Description of the task:
Please answer from the Amazon review analysis: how many topics did the LDA model sort the reviews into?

Selected extract:

Amazon Product Review Analysis¶

Back to Home

Executive summary¶

In this analysis, I've done some basic exploratory data analysis on Amazon review data to reveal the distribution & correlation between different factors.

In the second section, I introduced some basic concepts of text analysis and did some text analysis over the customer reviews. In sentiment analysis, I validated the sentiment score was well matched with customer ratings of the products. In topic modelling, I generated a LDA model to cluster the reviews into 5 distinct topics for better understanding about the reviews.

Dataset was extracted from kaggle at https://www.kaggle.com/datafiniti/consumer-reviews-of-amazon-products

import pandas as pd
import numpy as np
from matplotlib import pyplot as plt
import seaborn as sns
from vaderSentiment.vaderSentiment import SentimentIntensityAnalyzer
%matplotlib inline

print('numpy version: ' + np.__version__)
print('pandas version: ' + pd.__version__)
print('seaborn version: ' + sns.__version__)

numpy version: 1.18.1
pandas version: 1.0.1
seaborn version: 0.10.0

Exploratory data anlysis¶

Let's take a look at the dataset, retrieved from kaggle, by loading the data using pandas read_csv function.

data = pd.read_csv('Datafiniti_Amazon_Consumer_Reviews_of_Amazon_Products.csv', 
                    low_memory=False)
data.head(2)

There are more columns than we need and we just simplied the data by keeping only columns:

name
primaryCategories
dateAdded
reviews.id
reviews.username
reviews.title
reviews.text
reviews.numHelpful
reviews.rating

data = data[['name','primaryCategories','dateAdded',
             'reviews.username',
             'reviews.title','reviews.text',
             'reviews.numHelpful','reviews.rating']]
data.head(2)

Provided material:
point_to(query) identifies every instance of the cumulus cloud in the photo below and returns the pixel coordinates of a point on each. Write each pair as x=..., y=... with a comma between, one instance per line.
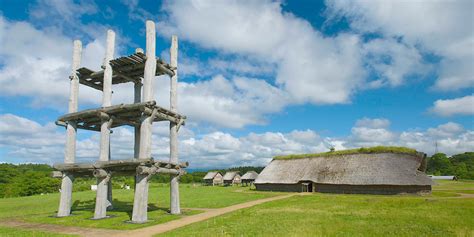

Reply to the task:
Five distinct topics.